Tech Law Journal Daily E-Mail Alert
March 28, 2001, 8:00 AM ET, Alert No. 153.
TLJ Home Page | News from the Web | Calendar | Search | Back Issues
Napster News
3/27. The plaintiffs in A&M Records v. Napster filed a pleading [PDF] with the U.S. District Court (NDCal) titled "Plaintiffs' Report on Napster's Non-Compliance with Modified Preliminary Injunction" in which they argue that "Napster has failed to abide by either the letter or spirit of this Court's Preliminary Injunction. Plaintiffs have provided Napster with notice of over 675,000 copyrighted works. Stunningly, every single song listed in the original complaint remains easily available on the Napster system. In a very recent search for approximately 7000 of those works that Napster claims to have filtered pursuant to plaintiffs' notices, approximately 70% of them could be found by simply searching for the artist and song name." Napster wants Judge Patel to require Napster to implement either a "filtering in" system, or an effective "filtering out" system. Napster CEO Hank Barry disputed these claims. He asserted that "Napster is aggressively complying with the injunction with significant measurable results." See, statement.
Trade Secrets & State Secrets
3/27. The U.S. Court of Appeals (4thCir) issued its opinion in DTM Research v. AT&T, a case involving claimed trade secrets in data mining technology. After signing a confidentiality agreement, AT&T negotiated with DTM regarding its "Orca Blue" process for mining and analyzing large quantities of call detail data. After receiving a demonstration, AT&T declined to contract with DTM, and conducted its data mining in house instead. DTM then filed a complaint in U.S. District Court (DMd) against AT&T based upon diversity of citizenship alleging misappropriation of trade secrets, under Maryland law, during the contract negotiations. AT&T's defense, in part, is that DTM's "Orca Blue" was misappropriated from the U.S. AT&T then sought discovery relevant to this defense from the U.S. and its contractors. The U.S. intervened, invoked the "state secrets" privilege, and moved to quash AT&T's subpoenas on the grounds that any inquiry into the technology would threaten national security. The District Court quashed AT&T's subpoenas. AT&T then moved for summary judgment on the grounds that it could not defend against DTM's claims. The District Court denied this motion, but certified an appeal. AT&T brought this appeal. The Appeals Court affirmed. It held that fee simple ownership in its traditional sense is not an element of a trade secrets misappropriation claim in Maryland. It also held that the U.S.'s assertion of the state secrets privilege does not deny AT&T a fair trial, and does not require termination of this litigation. Remanded.
New Documents
RIAA: pleading re Napster's failure to filter copyrighted music, 3/27 (PDF, RIAA).
USCA: opinion in DTM v. AT&T re trade secrets and state secrets, 3/27 (HTML, USCA).
USCA: opinion in Foundation v. Savannah College re antitrust and accreditation bodies, 3/27 (HTML, USCA).
USAO: Information and Plea Agreement re insider trading re Sun acquisition of Cobalt, 3/20 (PDF, USAO).

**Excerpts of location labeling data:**
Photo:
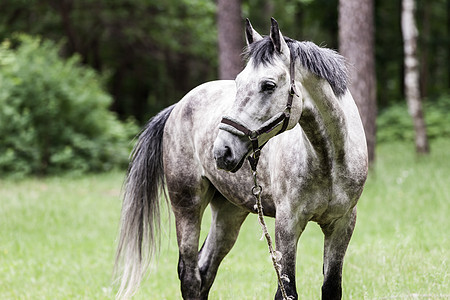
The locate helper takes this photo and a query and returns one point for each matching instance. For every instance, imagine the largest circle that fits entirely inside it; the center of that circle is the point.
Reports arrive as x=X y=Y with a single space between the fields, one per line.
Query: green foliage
x=57 y=239
x=395 y=124
x=54 y=113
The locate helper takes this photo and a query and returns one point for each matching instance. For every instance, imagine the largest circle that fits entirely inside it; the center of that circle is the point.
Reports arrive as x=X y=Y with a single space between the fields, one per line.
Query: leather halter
x=267 y=131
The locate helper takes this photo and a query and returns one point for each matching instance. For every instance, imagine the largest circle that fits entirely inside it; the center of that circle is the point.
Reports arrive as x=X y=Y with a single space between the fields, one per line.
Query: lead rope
x=256 y=191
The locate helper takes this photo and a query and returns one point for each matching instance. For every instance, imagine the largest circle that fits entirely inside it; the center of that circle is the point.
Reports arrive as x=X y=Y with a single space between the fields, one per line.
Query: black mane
x=323 y=62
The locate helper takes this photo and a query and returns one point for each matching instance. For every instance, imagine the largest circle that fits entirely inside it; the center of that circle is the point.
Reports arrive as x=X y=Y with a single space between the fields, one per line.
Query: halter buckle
x=293 y=89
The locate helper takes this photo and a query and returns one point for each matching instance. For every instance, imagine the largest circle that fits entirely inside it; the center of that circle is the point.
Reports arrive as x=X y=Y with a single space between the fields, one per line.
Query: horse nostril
x=224 y=157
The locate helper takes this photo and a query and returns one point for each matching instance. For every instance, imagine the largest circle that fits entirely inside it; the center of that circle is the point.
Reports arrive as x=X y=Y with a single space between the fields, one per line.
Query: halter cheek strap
x=274 y=126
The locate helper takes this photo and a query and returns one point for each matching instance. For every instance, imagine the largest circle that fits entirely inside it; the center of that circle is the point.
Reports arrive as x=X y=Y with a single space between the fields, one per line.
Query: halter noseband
x=266 y=131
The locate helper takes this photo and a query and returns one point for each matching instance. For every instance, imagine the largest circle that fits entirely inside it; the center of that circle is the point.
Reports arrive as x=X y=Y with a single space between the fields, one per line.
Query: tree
x=412 y=83
x=230 y=38
x=356 y=43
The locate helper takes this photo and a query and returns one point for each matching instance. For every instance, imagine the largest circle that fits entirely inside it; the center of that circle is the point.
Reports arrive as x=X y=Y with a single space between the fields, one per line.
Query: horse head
x=266 y=103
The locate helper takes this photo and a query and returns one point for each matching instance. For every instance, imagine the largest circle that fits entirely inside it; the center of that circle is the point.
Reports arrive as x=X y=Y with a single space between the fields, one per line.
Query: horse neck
x=323 y=119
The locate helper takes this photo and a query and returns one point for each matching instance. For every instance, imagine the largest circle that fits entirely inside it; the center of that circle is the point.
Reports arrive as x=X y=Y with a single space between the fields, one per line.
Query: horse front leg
x=337 y=238
x=288 y=228
x=226 y=222
x=188 y=207
x=188 y=232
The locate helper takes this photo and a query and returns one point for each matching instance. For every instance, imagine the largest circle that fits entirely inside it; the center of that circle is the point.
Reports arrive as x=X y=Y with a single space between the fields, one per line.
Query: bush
x=395 y=124
x=54 y=113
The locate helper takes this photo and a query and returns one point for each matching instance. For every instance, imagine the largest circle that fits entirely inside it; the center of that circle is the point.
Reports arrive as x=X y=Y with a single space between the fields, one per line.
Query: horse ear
x=277 y=38
x=250 y=33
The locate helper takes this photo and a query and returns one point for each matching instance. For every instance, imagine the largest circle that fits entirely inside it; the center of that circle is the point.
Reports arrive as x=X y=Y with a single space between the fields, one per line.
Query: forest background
x=147 y=54
x=78 y=78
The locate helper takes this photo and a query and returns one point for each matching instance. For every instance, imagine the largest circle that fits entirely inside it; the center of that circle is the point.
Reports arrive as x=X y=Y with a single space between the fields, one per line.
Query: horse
x=312 y=168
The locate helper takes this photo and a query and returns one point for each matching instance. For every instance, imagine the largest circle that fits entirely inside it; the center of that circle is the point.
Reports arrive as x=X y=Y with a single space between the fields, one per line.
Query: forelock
x=323 y=62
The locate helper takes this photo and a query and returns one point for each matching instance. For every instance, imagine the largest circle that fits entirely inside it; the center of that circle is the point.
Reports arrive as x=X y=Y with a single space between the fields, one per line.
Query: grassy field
x=57 y=239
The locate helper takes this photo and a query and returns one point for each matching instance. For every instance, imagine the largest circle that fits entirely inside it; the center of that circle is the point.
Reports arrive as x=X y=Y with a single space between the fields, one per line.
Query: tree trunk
x=412 y=83
x=230 y=36
x=356 y=43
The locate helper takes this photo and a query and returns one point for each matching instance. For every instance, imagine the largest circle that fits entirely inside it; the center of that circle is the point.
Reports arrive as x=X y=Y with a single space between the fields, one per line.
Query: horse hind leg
x=225 y=225
x=337 y=238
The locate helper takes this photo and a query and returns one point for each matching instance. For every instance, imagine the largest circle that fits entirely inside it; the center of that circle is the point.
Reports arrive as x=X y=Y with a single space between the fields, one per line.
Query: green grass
x=57 y=239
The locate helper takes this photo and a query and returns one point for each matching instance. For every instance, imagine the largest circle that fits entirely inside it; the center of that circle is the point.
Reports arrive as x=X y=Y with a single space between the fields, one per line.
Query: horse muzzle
x=230 y=151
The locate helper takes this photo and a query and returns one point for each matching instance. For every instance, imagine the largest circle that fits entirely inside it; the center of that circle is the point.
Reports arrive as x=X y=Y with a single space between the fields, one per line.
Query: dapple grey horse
x=195 y=150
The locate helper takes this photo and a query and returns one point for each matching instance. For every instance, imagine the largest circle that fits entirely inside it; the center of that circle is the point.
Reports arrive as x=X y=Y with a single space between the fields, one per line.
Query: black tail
x=140 y=220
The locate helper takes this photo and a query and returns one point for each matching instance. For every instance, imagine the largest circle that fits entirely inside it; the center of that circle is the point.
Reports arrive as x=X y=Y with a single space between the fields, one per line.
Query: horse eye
x=268 y=86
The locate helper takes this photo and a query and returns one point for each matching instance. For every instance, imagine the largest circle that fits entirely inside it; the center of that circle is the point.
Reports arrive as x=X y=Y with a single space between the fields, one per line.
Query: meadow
x=57 y=239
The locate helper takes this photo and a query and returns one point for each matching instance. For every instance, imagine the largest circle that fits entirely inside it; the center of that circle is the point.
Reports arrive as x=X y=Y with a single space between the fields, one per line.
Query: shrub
x=54 y=113
x=395 y=124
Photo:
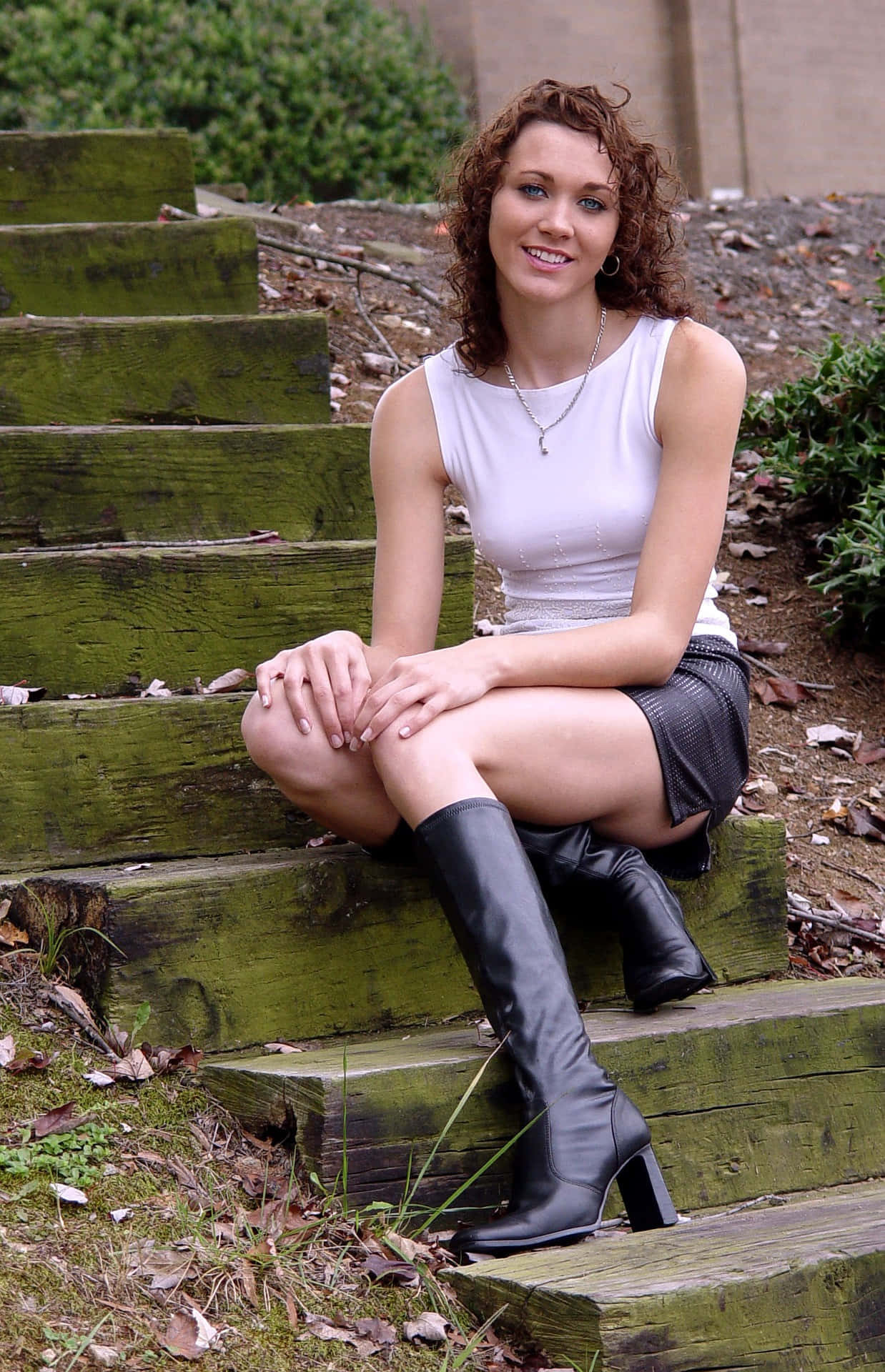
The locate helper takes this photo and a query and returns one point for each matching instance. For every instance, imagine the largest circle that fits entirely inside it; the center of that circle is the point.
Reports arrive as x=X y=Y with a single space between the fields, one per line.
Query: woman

**Task A:**
Answer these questions from the Tech Law Journal alert:
(i) Of how many copyrighted works did the plaintiffs say they had given Napster notice?
(ii) What name is given to DTM's process for mining and analyzing call detail data?
(iii) What date accompanies the USAO Information and Plea Agreement concerning the Sun acquisition of Cobalt?
**Task B:**
Name every lawsuit identified by its case name in the Tech Law Journal alert, listing each case once.
**Task C:**
Extend the Tech Law Journal alert with the next portion of text after its final document listing.
The items have no connection to the Tech Law Journal alert.

**Exercise output A:**
(i) Over 675,000.
(ii) "Orca Blue."
(iii) 3/20.

**Exercise output B:**
A&M Records v. Napster
DTM Research v. AT&T
Foundation v. Savannah College

**Exercise output C:**
Bush: speech advocating free trade, 3/27 (HTML, WH).
3/27. The U.S. Court of Appeals (6thCir) issued its opinion in Foundation for Interior Design Education Research v. Savannah College of Art & Design, a case involving a claim that an accreditation body violated the Sherman antitrust act. The District Court found no violation of the Sherman Act, and the Appeals Court affirmed.
Quote of the Day
"It is doubtful that Napster's self-selected, technologically archaic filter ever could significantly limit access to plaintiffs' music. Yet, Napster contemptuously refuses to employ an effective filter-- for fear that it might actually work."

RIAA, from pleading filed on March 27.

"Napster is aggressively complying with the injunction with significant measurable results."

Hank Barry, CEO of Napster, from March 27 statement.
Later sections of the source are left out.